___ Extract to read

However, Moorcock does not quite have the precision necessary for a well-turned farce, as Wodehouse so often demonstrated, where the timing and rhythm of the scenes must be constructed with great care in order for them to work like the well-oiled machines they are. As such, in his pointed satire Adams ends up perfecting the form that Moorcock laid out--as is so often the case with his grand and intriguing but somewhat rough ideas.
However, An Alien Heat does share some shortcomings with works like Corum--quite literally, in that the exceedingly strange and imaginative world that he sets up for us is populated with characters who are all too mundane. In a world that is not only post-scarcity, but in which people have an ability to reshape the world to their liking beyond the wildest dreams of virtual reality, it seems odd that the characters would stick so closely to modern conceptions of identity.
For example, if a person can change their gender at will, or negate it entirely, or invent a new one, you aren't going to see the same old gender roles continue on as if nothing has changed. In a world where physical identity and appearance are completely fluid, you would expect peoples views of themselves to be similarly mutable.
Likewise, in a world where people can create anything with a thought, things like gold and gems would no longer retain the status rarity affords them currently--indeed, Moorcock often touches upon the fact that really, the only thing that produces value in his world is novelty, and yet he does not always succeed in demonstrating this effectively in his actual descriptions.
There are certainly good touches--that once we have all we want, things like depression or moroseness become interesting as poses, as markers of difference for their own sake, even when they aren't necessary--precisely because they aren't--but he might have done much more.
Indeed, one can also see the effect the work has had on another great writer who took the ideas and ran with them: Moorcock's protege M. John Harrison, who in his Viriconium series does begin to explore what a world of such profound difference might look like, where things like reality and identity begin to lose their meaning, and cohesion in the face of an ever-shifting world in which very little can be taken for granted. Once again, in the third book, when Moorcock gives us his hallucinatory cities, intelligent entities dying and going mad out in the wilderness, where most folks are happy to leave them alone, though some are drawn in by curiosity, we see a blueprint for the world that Harrison will later present us.

______
___ Extracted records

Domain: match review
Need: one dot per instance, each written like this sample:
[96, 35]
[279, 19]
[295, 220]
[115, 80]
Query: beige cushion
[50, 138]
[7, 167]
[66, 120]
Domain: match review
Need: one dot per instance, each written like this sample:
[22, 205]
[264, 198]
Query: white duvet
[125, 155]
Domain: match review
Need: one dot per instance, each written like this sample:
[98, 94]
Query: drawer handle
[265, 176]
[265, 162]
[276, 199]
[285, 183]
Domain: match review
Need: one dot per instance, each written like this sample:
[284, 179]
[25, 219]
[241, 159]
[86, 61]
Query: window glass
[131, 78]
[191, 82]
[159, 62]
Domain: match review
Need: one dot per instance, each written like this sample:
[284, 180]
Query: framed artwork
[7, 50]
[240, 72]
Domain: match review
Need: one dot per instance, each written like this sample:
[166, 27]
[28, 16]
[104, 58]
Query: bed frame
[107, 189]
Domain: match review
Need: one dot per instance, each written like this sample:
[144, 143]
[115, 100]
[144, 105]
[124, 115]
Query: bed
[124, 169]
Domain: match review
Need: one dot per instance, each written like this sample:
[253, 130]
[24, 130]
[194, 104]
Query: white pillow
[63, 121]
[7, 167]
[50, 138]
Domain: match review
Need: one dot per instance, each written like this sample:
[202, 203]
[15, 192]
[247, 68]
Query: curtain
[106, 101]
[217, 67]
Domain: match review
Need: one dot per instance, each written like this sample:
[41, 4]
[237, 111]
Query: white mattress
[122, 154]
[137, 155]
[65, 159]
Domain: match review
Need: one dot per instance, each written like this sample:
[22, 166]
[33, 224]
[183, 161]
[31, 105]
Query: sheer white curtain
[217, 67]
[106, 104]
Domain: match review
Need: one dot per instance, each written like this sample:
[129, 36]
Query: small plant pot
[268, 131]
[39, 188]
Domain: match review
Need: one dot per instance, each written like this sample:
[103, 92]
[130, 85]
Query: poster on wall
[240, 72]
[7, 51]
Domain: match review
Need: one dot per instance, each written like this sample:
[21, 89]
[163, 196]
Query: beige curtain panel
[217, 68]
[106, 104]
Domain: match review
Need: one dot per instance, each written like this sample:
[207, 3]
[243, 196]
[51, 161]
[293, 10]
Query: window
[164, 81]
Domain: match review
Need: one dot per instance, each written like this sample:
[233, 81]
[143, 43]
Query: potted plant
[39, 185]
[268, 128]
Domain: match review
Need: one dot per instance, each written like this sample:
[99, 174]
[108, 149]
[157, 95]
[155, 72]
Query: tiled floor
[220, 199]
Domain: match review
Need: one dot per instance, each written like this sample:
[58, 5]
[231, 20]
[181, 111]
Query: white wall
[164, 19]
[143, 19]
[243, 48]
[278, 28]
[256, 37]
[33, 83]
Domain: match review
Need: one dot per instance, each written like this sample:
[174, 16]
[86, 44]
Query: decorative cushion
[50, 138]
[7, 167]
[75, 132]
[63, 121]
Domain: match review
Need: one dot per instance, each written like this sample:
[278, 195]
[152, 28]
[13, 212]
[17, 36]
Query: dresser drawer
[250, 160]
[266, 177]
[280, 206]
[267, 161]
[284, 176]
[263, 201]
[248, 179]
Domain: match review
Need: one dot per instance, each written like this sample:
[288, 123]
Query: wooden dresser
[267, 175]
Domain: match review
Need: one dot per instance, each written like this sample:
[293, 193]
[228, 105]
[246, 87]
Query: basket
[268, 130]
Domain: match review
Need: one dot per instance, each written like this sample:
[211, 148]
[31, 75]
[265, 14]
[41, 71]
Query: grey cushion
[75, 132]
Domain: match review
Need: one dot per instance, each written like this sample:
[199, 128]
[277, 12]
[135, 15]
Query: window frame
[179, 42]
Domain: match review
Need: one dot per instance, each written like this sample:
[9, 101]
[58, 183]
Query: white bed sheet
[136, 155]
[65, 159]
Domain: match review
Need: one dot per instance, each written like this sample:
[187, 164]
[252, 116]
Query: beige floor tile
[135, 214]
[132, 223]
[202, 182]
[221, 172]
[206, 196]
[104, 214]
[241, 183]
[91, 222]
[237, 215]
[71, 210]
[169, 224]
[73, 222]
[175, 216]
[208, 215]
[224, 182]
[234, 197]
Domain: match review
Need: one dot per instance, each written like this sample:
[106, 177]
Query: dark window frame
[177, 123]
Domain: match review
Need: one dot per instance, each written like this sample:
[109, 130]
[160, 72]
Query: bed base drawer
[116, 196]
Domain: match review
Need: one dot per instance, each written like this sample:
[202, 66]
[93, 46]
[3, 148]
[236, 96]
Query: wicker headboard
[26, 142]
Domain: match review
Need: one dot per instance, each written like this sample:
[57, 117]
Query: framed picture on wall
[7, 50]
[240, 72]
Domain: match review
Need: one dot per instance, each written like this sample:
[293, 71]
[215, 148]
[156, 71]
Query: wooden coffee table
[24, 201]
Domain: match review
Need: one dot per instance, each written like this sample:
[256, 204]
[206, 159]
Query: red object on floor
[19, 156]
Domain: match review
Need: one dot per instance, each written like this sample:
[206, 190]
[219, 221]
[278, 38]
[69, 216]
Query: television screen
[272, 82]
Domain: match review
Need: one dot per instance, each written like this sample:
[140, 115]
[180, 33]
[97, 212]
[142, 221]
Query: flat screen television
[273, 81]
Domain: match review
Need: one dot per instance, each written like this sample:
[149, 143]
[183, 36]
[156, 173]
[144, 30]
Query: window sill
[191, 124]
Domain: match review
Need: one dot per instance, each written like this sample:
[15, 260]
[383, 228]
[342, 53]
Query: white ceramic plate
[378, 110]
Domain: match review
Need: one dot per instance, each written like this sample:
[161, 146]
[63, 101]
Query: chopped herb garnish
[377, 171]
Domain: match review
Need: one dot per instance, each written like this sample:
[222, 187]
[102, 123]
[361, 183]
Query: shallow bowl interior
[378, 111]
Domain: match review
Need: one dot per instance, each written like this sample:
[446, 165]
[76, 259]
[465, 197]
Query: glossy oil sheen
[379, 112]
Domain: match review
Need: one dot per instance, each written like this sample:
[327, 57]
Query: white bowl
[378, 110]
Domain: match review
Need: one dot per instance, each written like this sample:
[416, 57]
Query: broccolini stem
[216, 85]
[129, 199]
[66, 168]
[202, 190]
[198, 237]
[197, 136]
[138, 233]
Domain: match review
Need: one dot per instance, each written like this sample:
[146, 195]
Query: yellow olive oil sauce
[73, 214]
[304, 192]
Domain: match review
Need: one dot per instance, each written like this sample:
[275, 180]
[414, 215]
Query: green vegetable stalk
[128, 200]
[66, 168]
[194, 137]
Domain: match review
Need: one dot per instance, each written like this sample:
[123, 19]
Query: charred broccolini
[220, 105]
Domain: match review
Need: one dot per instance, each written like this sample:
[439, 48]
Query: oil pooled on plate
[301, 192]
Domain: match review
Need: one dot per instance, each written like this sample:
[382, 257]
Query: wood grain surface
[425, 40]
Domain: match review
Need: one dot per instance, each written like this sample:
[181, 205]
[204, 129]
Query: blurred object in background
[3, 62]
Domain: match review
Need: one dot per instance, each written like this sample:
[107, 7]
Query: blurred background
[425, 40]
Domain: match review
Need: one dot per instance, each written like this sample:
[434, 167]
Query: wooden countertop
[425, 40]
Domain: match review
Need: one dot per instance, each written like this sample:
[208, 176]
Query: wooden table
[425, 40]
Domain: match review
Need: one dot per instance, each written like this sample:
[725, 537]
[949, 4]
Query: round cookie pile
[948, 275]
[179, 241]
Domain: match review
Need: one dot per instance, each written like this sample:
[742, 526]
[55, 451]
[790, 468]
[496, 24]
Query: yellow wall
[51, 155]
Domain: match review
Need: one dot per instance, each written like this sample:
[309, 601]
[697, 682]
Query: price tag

______

● Instructions
1. Name every writer the Moorcock passage mentions by surname.
2. Please quote the Moorcock passage, everything from "However, An Alien" down to "conceptions of identity.".
3. Continue the Moorcock passage from its final sentence.

● Answers to the problems
1. Moorcock, Wodehouse, Adams, Harrison

2.
However, An Alien Heat does share some shortcomings with works like Corum--quite literally, in that the exceedingly strange and imaginative world that he sets up for us is populated with characters who are all too mundane. In a world that is not only post-scarcity, but in which people have an ability to reshape the world to their liking beyond the wildest dreams of virtual reality, it seems odd that the characters would stick so closely to modern conceptions of identity.

3.
I do think that this book ends a chapter too late--that the conclusion Moorcock gives us originally produces an intriguing tale along the lines of Kafka, almost an inversion of Bierce's classic Occurrence at Owl Creek Bridge. As it is, Moorcock gives us a denouement which is altogether too tidy and easy, wrapping everything up and explaining it away, which I think would have made a much better opening to the next book.
Then again, perhaps his mainstream sci fi publishers were not ready for that sort of book--just as they weren't ready for Harrison, and put a Burroughs cover on his Kafka story. In any case, while the next book in the series is a bit of a lull, giving us much of the same, over again, the third book does much more with the setting and characters--even if the conclusion is a bit tacked-on.
Overall, the vision Moorcock gives us here is a testament to his creativity--he does not stick to just one story, or just one kind of world, even when his worlds are all interconnected, he still manages to give each one its own tone and voice, and second only to his masterwork, Gloriana, the End of Time series is one of his most intriguing.